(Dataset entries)

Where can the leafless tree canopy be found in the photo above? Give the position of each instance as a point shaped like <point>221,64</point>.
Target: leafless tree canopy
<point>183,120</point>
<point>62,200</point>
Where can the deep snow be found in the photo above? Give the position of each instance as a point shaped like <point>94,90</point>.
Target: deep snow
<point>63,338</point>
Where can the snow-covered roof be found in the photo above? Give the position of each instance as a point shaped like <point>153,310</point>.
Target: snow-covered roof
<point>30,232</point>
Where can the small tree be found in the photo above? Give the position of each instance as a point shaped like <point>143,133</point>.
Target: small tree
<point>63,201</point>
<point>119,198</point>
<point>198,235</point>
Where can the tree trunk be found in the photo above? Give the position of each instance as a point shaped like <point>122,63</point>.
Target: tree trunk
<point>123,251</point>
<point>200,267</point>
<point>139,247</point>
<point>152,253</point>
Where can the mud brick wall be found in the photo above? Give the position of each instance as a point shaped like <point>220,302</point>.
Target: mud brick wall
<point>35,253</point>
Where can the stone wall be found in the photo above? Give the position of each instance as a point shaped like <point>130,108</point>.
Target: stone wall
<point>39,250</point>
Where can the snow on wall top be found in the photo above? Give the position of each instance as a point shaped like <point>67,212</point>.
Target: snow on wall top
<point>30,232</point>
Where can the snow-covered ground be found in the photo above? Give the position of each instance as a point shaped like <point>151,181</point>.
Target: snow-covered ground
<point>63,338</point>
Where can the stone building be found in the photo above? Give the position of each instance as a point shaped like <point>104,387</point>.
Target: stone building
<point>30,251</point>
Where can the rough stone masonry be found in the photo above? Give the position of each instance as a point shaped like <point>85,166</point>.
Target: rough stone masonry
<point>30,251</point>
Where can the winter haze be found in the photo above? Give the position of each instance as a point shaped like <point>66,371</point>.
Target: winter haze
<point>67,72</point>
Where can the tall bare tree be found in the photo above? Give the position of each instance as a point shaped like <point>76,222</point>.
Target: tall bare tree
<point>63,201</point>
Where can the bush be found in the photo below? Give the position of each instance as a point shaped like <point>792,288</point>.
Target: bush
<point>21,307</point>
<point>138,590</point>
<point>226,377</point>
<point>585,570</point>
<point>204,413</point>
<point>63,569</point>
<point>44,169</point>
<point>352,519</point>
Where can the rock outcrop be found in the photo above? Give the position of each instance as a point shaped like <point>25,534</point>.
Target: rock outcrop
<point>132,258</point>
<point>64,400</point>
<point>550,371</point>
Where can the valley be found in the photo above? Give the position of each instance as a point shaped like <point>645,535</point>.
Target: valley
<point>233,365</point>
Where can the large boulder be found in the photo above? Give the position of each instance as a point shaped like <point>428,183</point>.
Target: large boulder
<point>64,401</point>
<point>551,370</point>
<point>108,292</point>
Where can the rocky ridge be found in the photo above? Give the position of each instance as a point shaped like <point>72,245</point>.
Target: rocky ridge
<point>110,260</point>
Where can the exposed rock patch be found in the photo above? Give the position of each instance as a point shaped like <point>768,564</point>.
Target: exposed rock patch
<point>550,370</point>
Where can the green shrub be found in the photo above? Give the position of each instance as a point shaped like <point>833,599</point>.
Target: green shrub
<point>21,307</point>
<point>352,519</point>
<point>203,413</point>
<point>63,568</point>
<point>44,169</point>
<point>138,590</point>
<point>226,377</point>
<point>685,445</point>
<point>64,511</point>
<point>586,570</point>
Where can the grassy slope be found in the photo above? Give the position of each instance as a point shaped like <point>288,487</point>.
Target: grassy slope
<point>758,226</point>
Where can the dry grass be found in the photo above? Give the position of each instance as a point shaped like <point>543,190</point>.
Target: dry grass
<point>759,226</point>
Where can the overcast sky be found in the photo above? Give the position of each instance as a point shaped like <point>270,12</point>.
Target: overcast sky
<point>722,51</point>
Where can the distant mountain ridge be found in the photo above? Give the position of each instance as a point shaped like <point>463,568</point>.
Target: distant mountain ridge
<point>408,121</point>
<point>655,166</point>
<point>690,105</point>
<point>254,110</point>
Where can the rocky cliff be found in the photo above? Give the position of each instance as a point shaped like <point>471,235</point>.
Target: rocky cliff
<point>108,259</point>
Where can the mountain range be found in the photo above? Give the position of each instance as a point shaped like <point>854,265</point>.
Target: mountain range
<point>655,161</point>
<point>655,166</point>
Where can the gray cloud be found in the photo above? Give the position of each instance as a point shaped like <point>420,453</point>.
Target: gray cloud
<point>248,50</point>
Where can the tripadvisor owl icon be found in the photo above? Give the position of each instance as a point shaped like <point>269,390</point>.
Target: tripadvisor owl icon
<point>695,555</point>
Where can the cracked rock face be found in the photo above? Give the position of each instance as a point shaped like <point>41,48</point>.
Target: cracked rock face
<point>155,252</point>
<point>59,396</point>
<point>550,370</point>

> [Task]: Would you repeat the records above without any changes?

> [Exercise solution]:
Where can the leafless tree canopy be found in the photo above? Give the position of each instance as a point shaped like <point>221,64</point>.
Target: leafless tree canopy
<point>183,120</point>
<point>62,200</point>
Where can the deep snow be found in the photo above? Give the position of each instance as a point shaped like <point>94,90</point>.
Target: deep snow
<point>63,338</point>
Where can the snow-covered roof be found in the photo above? Give the position of each instance as a point shaped like <point>153,310</point>.
Target: snow-covered roof
<point>30,232</point>
Where can the small tree be found in the photo above? Give the position of each instance as a point shaped like <point>143,133</point>.
Target: small tree
<point>63,201</point>
<point>119,198</point>
<point>198,235</point>
Where can the tree trunk be found in the photo above? Give the position of each instance as a point shaped like <point>122,63</point>.
Target: tree trunk
<point>123,251</point>
<point>200,267</point>
<point>139,247</point>
<point>152,253</point>
Where can the mud brick wall be found in the photo above? Give the position of each instance as a point shaped like <point>220,302</point>.
Target: mud brick wall
<point>35,253</point>
Where can the stone wall be found in the photo above? Give the position of each instance as a point shaped like <point>130,108</point>.
Target: stone wall
<point>39,250</point>
Where can the snow on wall top be found in the photo above? Give the position of each instance as a point shaped like <point>67,212</point>.
Target: snow on wall top
<point>30,232</point>
Where can the snow-covered ground be found in the photo above? Give the position of each instance as a point shaped like <point>151,181</point>.
Target: snow-covered ground
<point>63,338</point>
Where can the stone building be found in the photo above? Give the position of each instance as a point shaped like <point>104,387</point>.
Target: stone building
<point>30,251</point>
Where can the rough stone masonry be found in the photo above? Give the position of each instance as a point shaped like <point>85,166</point>.
Target: rough stone masonry
<point>30,251</point>
Where can the winter haze be found in the photo above? Give the position of each instance as a point shaped like <point>66,371</point>.
Target: winter haze
<point>67,72</point>
Where can the tall bare tree be found in the photo above? Give the position of each instance as a point shaped like <point>76,222</point>.
Target: tall bare tree
<point>63,201</point>
Where can the bush be found in the photo below? Give the position of each instance as a point shaped like <point>792,288</point>.
Target: bush
<point>21,307</point>
<point>138,590</point>
<point>226,377</point>
<point>585,570</point>
<point>204,413</point>
<point>63,569</point>
<point>44,169</point>
<point>352,519</point>
Where can the rock outcrop be found in the photo above? Give the position of each instance as a point shaped like <point>25,534</point>.
Target: rock outcrop
<point>132,258</point>
<point>64,400</point>
<point>550,371</point>
Where can the valley be found in the photo above? Give the position of each instance as a point shaped like <point>645,535</point>.
Target: valley
<point>233,365</point>
Where can the large boulder be found in the photo above? Give the position of each instance as a point shaped like <point>428,183</point>.
Target: large boulder
<point>64,401</point>
<point>551,370</point>
<point>108,292</point>
Where can the rocky ridge be found in the photo above? Give the position of each instance as a point shaped like <point>72,245</point>.
Target: rocky ridge
<point>110,260</point>
Where can the exposed rock patch be found in the photo above? Give the position of each instance as a point shaped like <point>768,564</point>.
Target: exposed rock patch
<point>550,370</point>
Where can the green shrub be found in the photo above? Give the position of each instance as a point shaped like <point>833,599</point>.
Target: green shrub
<point>21,307</point>
<point>352,519</point>
<point>203,413</point>
<point>63,568</point>
<point>44,169</point>
<point>138,590</point>
<point>226,377</point>
<point>685,445</point>
<point>64,511</point>
<point>586,570</point>
Where can the grassy slope be found in the photo above? Give the position of each instance as a point shaped like <point>288,487</point>.
Target: grassy slope
<point>758,226</point>
Where can the dry grass be found in the photo above? Give the position of each instance as a point shaped like <point>543,190</point>.
Target: dry grass
<point>759,226</point>
Where can the overcast sky be found in the photo above? Give the position of each instance as a point shaped like <point>270,12</point>.
Target: overcast sky
<point>722,51</point>
Where can the distant mountain ridge be found in the photo above? Give the position of each instance as a point shaped like <point>463,568</point>.
Target: distant mountain ridge
<point>408,121</point>
<point>655,166</point>
<point>690,105</point>
<point>254,110</point>
Where can the rocky cliff be found in the photo above? Give the position of each instance as a point shaped like <point>471,235</point>.
Target: rocky cliff
<point>108,259</point>
Where can the mountain range be found in the photo above? Give the position of each instance as a point shaped like <point>854,265</point>.
Target: mountain range
<point>655,161</point>
<point>655,166</point>
Where can the gray cloud be found in the photo above? Give the position of each instance as a point shaped like <point>420,453</point>.
Target: gray cloud
<point>248,50</point>
Where can the tripadvisor owl icon be found in the photo above? Give the position of each instance as a point shaped like <point>269,390</point>.
Target: tripadvisor owl icon
<point>695,555</point>
Where can the cracked rock face be found in the photo above? Give the position of each instance as a point shaped like <point>41,48</point>.
Target: cracked rock face
<point>155,252</point>
<point>59,396</point>
<point>550,370</point>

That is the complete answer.